> **What you will do**:
Please repeat every one of the records below line for line, without changing anything.

*** Provided entries

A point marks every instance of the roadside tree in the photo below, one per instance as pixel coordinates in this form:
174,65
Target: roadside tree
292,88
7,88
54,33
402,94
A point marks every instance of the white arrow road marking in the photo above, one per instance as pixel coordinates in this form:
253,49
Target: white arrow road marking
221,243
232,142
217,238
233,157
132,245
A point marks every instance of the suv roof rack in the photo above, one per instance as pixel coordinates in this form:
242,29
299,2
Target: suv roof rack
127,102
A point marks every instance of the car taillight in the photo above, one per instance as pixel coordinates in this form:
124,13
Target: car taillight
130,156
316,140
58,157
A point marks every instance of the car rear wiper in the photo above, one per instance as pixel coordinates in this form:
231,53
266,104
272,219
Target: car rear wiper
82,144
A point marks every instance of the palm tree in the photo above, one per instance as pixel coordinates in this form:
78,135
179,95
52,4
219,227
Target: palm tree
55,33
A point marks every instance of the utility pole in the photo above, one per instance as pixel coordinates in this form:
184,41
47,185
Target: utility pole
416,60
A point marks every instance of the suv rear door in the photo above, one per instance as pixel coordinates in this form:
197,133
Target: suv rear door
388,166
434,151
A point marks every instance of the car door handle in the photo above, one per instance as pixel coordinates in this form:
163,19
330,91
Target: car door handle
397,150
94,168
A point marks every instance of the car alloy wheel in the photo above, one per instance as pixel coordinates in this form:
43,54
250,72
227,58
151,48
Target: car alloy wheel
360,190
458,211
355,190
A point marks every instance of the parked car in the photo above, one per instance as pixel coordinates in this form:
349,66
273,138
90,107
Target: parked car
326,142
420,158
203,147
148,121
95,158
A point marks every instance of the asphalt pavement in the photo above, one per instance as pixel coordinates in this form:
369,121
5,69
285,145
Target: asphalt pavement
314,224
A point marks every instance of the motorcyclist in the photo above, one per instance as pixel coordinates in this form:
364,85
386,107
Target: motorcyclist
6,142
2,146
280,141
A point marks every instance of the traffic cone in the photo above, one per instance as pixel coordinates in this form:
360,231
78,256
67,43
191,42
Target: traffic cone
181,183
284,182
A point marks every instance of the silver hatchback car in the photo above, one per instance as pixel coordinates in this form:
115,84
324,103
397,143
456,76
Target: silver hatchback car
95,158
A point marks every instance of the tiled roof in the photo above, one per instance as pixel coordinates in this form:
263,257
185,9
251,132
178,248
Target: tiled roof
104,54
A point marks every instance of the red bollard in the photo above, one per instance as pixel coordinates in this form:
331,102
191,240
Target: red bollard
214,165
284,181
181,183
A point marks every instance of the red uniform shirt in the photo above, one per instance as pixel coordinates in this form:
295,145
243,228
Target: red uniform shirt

******

> **Right answer**:
A point marks every instance of the roadside tree in the photo below, one per instance as pixel coordinates in this form:
174,65
Target: roadside tree
292,88
7,88
54,33
402,94
A point marks every instance of the white arrow road marking in the photo above, one per instance as pixel coordinates in this form:
253,49
Target: white arrow road marking
221,243
232,142
217,238
233,157
132,245
A point marks every instance of the suv roof rack in the photo above, one per instance as pixel coordinates in this form:
242,29
299,2
Target: suv roof rack
127,102
A point marks every instance of the car taillight in the photo above, one per instance as pixel coordinates in this form:
124,13
Target: car taillight
130,156
316,140
58,157
A point marks every instance of the car rear wiper in the photo above, one per instance as pixel coordinates in this form:
231,53
266,104
272,219
Target: car rear wiper
82,144
A point marks every instance of the palm tree in the photo above, one per instance as pixel coordinates in this form:
78,135
179,95
52,4
219,227
Target: palm tree
55,33
A point marks every instance of the utility pole in the photo above, one per instance as pixel coordinates in this form:
184,41
47,185
Target: utility pole
416,60
A point marks every instance of the suv rear door in the photo above, one per instance as pixel coordinates in this form:
197,133
Target: suv rear door
388,166
434,151
A point marks every instance of the car door handle in the photo above, one per instance as pixel coordinates in this form:
163,19
330,91
Target: car door handle
397,150
94,168
A point marks every instance of the car alloy wheel in the photo above, one per instance as pixel coordinates in this form:
43,54
250,72
227,58
151,48
Target: car alloy wheel
360,190
458,211
355,190
A point marks every instance of the parked car in the photo above, one per instance as pixel coordinates in this form:
349,66
273,138
90,107
Target: parked car
326,142
420,158
203,147
148,121
95,158
A point marks every instance of the asphalt pavement in the photo above, one per instance as pixel coordinates in this form:
369,121
5,69
285,145
Target: asphalt pavement
314,224
A point marks every instance of the motorcyclist in the photo above, one per instance as pixel coordinates in this form:
364,85
386,107
Target: motorcyclist
6,142
2,146
280,141
A point marks every instance of the traffic cone in the photo above, one per instance as pixel coordinates in this form:
360,231
78,256
67,43
191,42
Target: traffic cone
181,183
284,182
A point marks every instance of the silver hatchback car in the photo above, one per instance as pixel coordinates in this form:
115,84
324,103
397,143
456,76
Target: silver hatchback car
95,158
A point marks every instance of the tiled roof in the photo above, one per instance as pixel coordinates in this form:
263,257
185,9
251,132
178,248
Target: tiled roof
104,54
A point marks every instance of the red bollard in the photo above, one per instance as pixel coordinates in this form:
331,102
191,240
Target: red bollard
214,165
284,181
181,183
A point marks every instance of the red uniform shirt in the photo above, one per instance as pixel coordinates in this form:
295,145
243,228
Target: red uniform shirt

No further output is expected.